## BEGIN Supplied material

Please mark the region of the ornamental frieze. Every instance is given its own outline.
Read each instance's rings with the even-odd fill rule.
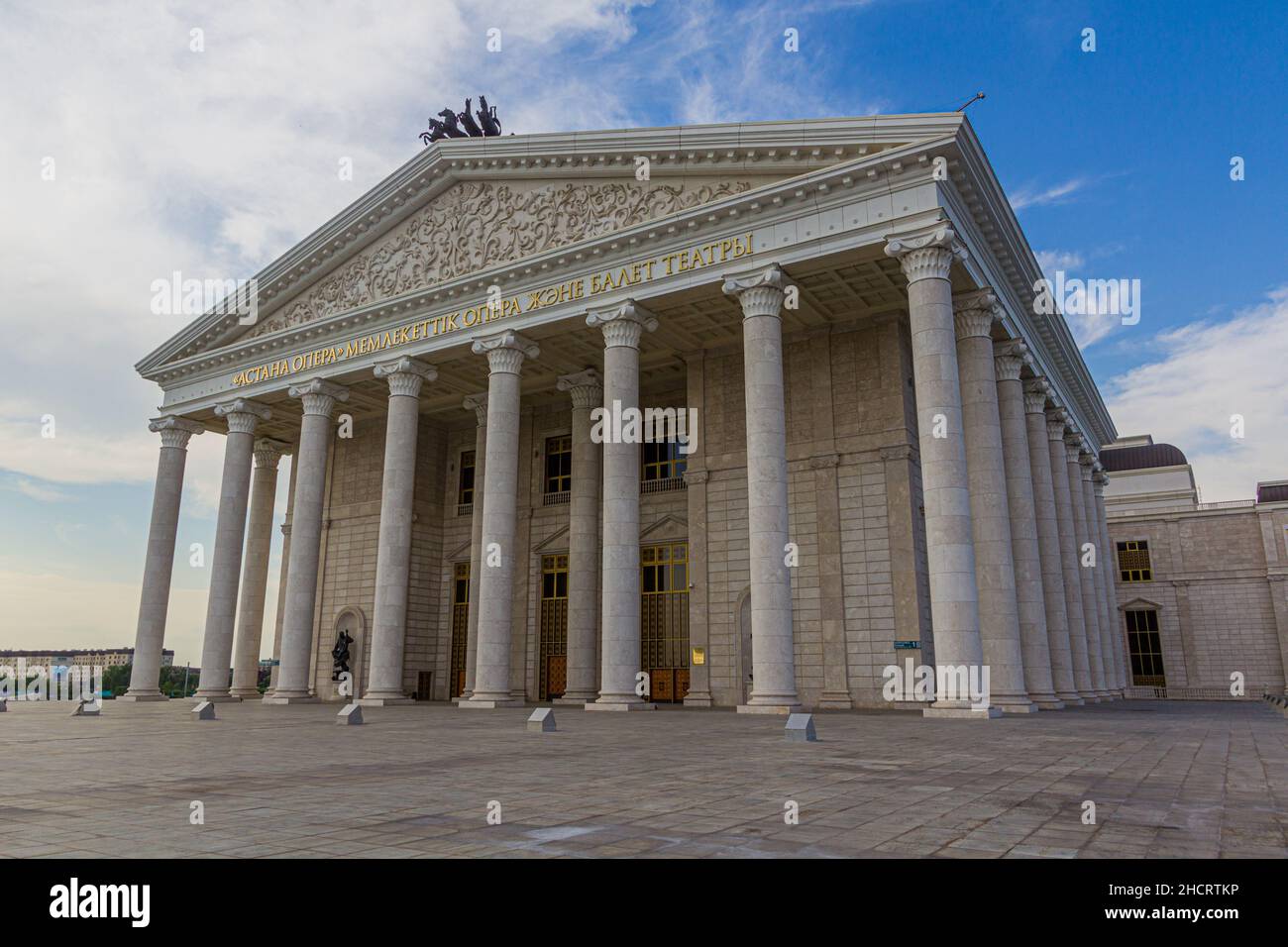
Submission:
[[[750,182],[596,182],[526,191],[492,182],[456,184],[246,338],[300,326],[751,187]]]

## END Supplied material
## BEGIN Supplied material

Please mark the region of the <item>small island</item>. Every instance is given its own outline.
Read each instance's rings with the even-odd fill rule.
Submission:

## END Supplied material
## BEGIN Supplied material

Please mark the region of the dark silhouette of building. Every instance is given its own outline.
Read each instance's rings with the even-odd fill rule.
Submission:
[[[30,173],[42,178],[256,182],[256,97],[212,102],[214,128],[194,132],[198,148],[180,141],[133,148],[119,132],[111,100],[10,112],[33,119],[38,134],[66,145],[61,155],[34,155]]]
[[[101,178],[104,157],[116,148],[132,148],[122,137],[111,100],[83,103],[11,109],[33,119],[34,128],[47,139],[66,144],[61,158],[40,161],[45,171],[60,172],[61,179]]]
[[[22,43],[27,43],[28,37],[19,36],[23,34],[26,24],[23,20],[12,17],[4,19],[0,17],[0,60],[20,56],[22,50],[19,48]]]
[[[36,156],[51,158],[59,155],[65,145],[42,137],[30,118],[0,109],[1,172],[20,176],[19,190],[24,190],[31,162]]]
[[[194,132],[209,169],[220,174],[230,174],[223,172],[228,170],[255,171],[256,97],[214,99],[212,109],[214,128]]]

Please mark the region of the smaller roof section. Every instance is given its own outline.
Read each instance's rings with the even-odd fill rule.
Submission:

## END Supplied material

* What you are asked to do *
Find each line of the data above that contains the word "mark", treating uppercase and lowercase as different, and copy those lines out.

* Result of this exercise *
Please mark the region of the ornamental frieze. Every instance is given its own outline.
Please mark the region of the <item>small island</item>. Every instance is given its own outline.
Please mark the region of the dark silhouette of building. Every instance is given its own outline.
Please mark the region of the smaller roof section. Every instance is given its own outline.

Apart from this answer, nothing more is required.